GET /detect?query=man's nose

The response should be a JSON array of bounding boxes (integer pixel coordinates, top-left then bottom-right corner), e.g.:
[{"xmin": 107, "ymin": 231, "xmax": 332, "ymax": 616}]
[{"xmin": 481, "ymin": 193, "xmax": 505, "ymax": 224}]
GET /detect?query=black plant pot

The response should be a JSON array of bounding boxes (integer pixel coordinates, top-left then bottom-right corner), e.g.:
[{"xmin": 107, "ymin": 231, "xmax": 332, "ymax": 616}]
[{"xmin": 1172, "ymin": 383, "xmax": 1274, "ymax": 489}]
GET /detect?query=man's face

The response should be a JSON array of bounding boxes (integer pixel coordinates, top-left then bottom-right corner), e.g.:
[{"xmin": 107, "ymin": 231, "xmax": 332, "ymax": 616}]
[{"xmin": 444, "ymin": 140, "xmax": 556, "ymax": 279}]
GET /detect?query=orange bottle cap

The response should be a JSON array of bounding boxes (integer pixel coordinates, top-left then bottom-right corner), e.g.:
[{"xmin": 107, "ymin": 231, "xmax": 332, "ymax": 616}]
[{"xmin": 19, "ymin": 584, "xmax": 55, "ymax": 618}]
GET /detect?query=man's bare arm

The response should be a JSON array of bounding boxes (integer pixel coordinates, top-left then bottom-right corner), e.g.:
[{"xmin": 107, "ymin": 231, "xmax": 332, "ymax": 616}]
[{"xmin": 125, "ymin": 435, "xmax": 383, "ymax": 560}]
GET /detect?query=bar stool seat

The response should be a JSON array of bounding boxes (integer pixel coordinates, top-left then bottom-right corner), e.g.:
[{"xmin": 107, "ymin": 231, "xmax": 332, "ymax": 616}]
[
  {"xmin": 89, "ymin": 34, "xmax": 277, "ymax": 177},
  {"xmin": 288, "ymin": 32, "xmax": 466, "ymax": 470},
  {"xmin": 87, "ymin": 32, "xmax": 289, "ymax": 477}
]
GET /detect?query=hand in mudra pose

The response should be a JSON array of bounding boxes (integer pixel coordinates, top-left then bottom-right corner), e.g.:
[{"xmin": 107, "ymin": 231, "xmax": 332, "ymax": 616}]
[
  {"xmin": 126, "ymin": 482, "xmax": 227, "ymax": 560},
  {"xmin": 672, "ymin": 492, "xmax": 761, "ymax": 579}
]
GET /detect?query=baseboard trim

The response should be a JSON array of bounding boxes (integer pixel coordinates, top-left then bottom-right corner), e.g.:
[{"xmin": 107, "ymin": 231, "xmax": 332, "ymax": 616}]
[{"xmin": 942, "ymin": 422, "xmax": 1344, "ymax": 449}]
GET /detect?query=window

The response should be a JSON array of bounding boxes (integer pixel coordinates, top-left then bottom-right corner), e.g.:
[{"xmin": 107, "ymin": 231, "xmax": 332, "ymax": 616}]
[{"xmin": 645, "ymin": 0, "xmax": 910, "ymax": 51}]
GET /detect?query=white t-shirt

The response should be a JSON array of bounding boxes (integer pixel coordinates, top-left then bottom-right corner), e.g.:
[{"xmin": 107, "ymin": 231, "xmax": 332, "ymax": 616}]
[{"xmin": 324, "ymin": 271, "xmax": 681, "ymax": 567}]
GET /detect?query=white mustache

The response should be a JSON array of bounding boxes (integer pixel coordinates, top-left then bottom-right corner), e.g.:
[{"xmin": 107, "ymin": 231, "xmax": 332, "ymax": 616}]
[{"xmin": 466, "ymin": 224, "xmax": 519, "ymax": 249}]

+++++

## Short task
Pick out every line of the listing above that contains the word "white", and copy each of those lines.

## The answer
GET /detect?query=white t-shirt
GET /detect?query=white mustache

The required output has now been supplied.